— begin PROVIDED DATA —

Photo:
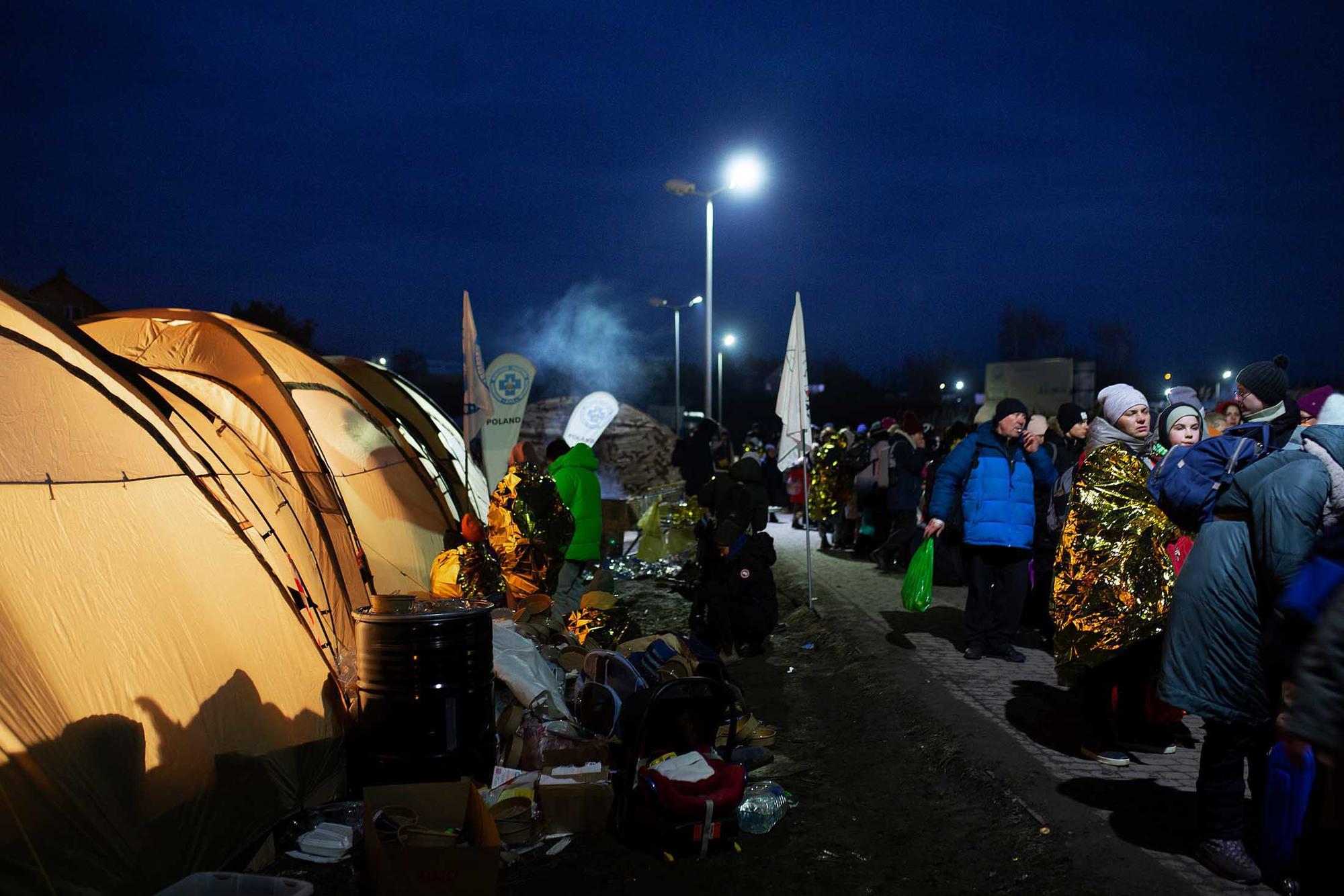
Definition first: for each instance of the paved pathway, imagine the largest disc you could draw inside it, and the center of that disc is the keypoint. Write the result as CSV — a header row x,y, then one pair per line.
x,y
1150,804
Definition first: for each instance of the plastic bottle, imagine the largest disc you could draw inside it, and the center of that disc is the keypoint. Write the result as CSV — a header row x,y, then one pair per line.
x,y
764,804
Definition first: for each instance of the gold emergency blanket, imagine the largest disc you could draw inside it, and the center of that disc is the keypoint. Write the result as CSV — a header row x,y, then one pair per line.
x,y
1114,577
467,572
529,529
831,484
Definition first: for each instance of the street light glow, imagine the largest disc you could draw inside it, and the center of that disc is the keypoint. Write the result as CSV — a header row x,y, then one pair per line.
x,y
745,174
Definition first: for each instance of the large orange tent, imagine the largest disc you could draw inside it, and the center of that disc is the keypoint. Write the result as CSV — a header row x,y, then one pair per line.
x,y
417,413
312,424
161,703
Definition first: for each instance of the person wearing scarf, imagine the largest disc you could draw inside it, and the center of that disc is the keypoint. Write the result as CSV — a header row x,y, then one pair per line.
x,y
1114,581
1263,398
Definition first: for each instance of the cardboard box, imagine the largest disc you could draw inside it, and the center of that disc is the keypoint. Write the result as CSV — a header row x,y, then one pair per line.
x,y
471,870
573,801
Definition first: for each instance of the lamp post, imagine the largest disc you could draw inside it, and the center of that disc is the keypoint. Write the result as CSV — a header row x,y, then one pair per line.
x,y
745,174
677,350
729,342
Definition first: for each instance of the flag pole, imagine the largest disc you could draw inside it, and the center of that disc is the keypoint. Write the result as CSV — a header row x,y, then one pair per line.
x,y
807,522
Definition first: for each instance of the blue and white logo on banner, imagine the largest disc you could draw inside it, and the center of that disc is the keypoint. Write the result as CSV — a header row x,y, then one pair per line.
x,y
510,384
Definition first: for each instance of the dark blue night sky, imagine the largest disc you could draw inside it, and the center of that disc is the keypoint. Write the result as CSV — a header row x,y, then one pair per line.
x,y
1173,165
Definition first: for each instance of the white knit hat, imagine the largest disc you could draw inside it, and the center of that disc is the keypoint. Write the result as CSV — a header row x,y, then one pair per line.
x,y
1118,400
1333,412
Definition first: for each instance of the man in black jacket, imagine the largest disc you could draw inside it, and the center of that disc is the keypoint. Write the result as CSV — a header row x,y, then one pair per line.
x,y
694,457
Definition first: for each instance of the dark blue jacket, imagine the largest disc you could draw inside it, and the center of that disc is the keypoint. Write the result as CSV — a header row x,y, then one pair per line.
x,y
1214,654
998,490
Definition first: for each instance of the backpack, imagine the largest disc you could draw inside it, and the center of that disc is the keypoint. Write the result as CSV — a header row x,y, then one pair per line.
x,y
1058,510
1190,480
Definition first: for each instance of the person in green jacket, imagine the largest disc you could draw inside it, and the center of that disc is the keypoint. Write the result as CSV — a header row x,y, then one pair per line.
x,y
575,471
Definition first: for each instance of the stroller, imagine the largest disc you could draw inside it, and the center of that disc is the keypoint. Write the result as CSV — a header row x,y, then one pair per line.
x,y
677,817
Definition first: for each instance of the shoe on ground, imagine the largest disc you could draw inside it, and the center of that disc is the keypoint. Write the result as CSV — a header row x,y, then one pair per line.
x,y
1158,740
1229,860
1105,756
1161,745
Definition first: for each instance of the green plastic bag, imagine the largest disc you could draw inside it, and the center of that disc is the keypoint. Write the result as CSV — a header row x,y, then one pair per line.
x,y
917,590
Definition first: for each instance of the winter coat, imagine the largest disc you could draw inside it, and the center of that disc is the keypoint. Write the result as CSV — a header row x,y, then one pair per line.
x,y
998,486
905,474
737,500
1241,565
576,480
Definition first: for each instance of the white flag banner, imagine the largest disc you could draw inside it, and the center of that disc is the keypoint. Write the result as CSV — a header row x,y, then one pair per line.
x,y
476,397
791,405
591,418
510,381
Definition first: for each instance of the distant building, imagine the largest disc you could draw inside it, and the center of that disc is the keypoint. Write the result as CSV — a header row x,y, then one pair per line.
x,y
60,300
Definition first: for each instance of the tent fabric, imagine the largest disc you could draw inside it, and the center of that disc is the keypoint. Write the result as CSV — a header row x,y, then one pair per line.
x,y
222,371
161,703
346,449
432,428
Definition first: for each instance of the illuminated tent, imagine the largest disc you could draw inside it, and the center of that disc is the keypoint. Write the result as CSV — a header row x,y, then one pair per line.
x,y
417,413
312,427
161,701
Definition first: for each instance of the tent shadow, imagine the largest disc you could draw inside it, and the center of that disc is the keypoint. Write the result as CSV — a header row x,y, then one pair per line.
x,y
1143,812
101,819
940,621
1049,715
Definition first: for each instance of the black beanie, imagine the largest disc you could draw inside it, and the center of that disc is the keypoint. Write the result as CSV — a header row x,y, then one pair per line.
x,y
1070,416
1267,381
1007,408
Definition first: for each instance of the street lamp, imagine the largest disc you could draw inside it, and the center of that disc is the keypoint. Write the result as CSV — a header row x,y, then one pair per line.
x,y
677,349
745,175
729,342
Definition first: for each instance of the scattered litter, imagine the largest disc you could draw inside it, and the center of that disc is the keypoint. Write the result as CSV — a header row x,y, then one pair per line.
x,y
764,804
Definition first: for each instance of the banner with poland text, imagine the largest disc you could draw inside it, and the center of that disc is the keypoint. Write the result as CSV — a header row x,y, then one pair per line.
x,y
510,381
476,397
591,418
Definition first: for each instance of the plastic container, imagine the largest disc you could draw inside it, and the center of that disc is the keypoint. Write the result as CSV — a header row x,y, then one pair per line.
x,y
217,883
764,804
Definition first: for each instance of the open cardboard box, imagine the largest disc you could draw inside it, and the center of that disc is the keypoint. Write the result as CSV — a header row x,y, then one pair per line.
x,y
468,870
576,803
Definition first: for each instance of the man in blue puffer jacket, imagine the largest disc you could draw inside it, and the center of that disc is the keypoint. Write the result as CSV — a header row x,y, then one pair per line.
x,y
995,471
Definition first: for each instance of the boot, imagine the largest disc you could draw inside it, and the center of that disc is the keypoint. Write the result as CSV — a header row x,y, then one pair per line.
x,y
1229,860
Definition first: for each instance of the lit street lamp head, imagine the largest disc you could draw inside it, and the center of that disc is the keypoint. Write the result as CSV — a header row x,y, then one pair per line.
x,y
747,174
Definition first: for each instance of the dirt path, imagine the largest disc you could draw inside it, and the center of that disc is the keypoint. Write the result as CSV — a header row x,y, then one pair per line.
x,y
901,787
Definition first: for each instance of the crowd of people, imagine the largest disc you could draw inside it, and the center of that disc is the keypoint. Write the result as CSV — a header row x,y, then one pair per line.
x,y
1177,559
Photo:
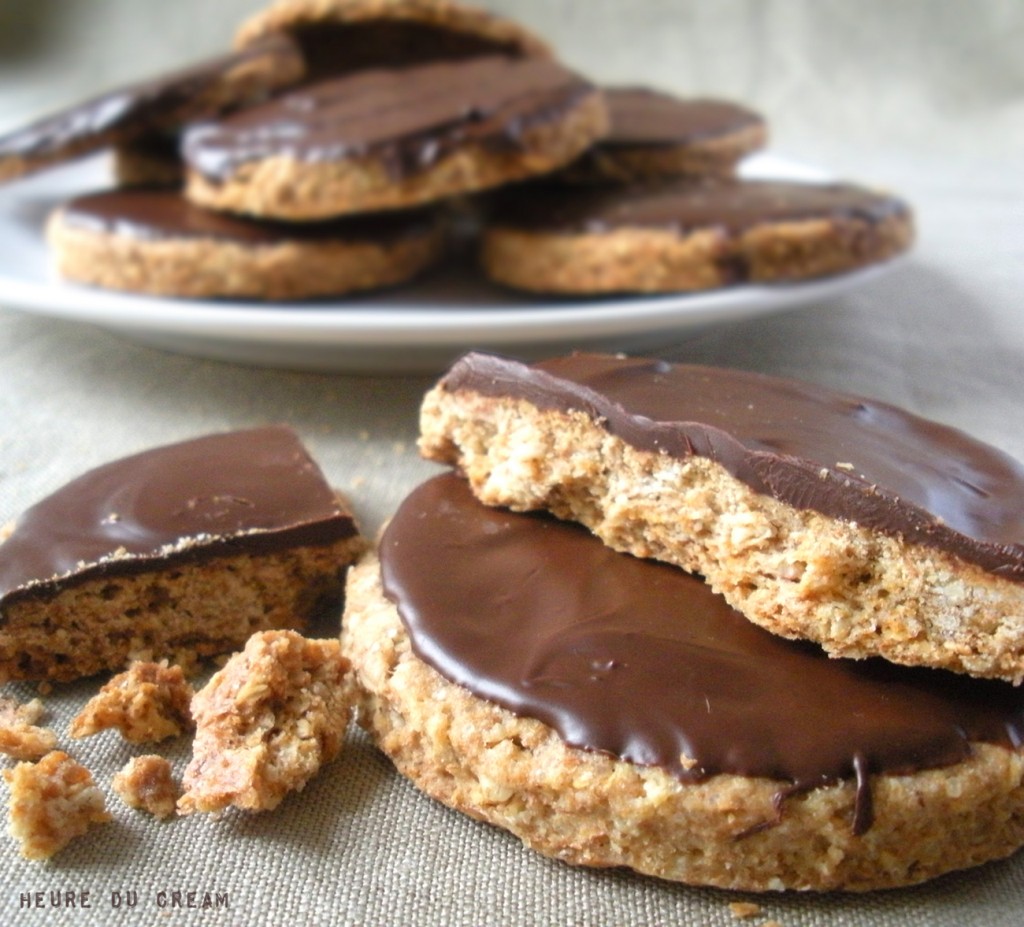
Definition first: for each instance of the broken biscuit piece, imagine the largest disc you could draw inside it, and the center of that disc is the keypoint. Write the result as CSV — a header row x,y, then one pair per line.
x,y
51,803
146,702
179,552
147,783
19,735
266,722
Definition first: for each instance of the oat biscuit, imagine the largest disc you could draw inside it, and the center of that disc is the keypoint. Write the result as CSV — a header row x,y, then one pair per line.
x,y
611,711
393,137
146,783
51,803
655,135
266,723
679,236
20,738
818,515
343,36
154,241
178,552
163,103
147,702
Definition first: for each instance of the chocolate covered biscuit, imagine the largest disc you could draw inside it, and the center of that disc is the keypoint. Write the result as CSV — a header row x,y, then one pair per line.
x,y
153,107
344,36
155,241
818,515
612,711
679,236
178,552
656,135
393,137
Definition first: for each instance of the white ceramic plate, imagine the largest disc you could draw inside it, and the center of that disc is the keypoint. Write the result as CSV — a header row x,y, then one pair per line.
x,y
420,328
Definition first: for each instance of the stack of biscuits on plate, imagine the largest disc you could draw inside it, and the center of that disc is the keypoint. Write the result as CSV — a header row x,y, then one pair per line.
x,y
718,627
332,150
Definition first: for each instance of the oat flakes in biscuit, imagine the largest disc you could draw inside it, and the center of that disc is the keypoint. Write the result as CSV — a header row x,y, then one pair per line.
x,y
818,515
146,783
266,722
20,736
148,702
51,803
178,552
677,236
656,135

— end PROVIDED DATA —

Repeat, with no changes, each line from the one with "Definition first: for each instance of the chocolate" to the end of the listing, including both ends and nothing else.

**ANSWER TO THIS EXERCISE:**
Definition first: for each instance of the chocolate covered biscuit, imagine the largest disc you could draw inside it, and the center of that disc is the keypoint. Write the result as CSV — a header row x,y, then one pair per line.
x,y
153,107
344,36
155,241
818,515
612,711
679,236
178,552
656,135
393,137
Definition first: for each instance of the white ceramic plate, imagine the largest disc you could draw inside it, and the center of that disc is the keypoint. Write the result as CSV — a header row x,y, then one pair per line.
x,y
420,328
Definition first: for each instance of the stack of biscuits on plate, imagine the largest disc you could draw inside it, and the center of that disc is the keypoint. Write the result as CSV — a header row x,y, then one pair per line.
x,y
718,627
332,150
Definition first: for each instance of the oat flakes in biscuit, imagine the largest disc you could draw inside it, and the center of that disc is the keypoint. Write the result as CSV — a header row x,y, then one pair per line.
x,y
818,515
146,783
266,722
20,736
148,702
51,803
178,552
677,236
656,135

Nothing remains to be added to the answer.